(Excerpts from a point labeling dataset)
::::::::
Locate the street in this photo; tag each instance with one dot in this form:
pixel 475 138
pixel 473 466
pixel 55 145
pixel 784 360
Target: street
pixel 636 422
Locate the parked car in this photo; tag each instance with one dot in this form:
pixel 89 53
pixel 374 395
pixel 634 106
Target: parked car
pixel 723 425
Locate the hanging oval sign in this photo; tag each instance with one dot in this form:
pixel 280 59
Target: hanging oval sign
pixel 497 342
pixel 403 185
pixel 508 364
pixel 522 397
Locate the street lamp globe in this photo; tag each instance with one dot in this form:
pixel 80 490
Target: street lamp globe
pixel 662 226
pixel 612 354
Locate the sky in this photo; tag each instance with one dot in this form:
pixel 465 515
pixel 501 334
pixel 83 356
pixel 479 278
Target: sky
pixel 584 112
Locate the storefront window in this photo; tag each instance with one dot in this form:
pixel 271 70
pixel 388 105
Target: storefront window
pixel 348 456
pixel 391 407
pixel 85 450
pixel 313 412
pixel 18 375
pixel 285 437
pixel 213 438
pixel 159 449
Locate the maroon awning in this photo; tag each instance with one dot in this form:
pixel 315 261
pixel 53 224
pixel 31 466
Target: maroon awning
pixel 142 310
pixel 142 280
::::::::
→ WHAT YOU SHOULD DO
Please copy the rows verbatim, from the line containing "Locate the maroon" through the end of the rows.

→ RIGHT ANSWER
Locate the maroon awning in this photo; tag each instance with one dot in this form:
pixel 315 261
pixel 53 224
pixel 31 466
Target: maroon awning
pixel 142 310
pixel 142 280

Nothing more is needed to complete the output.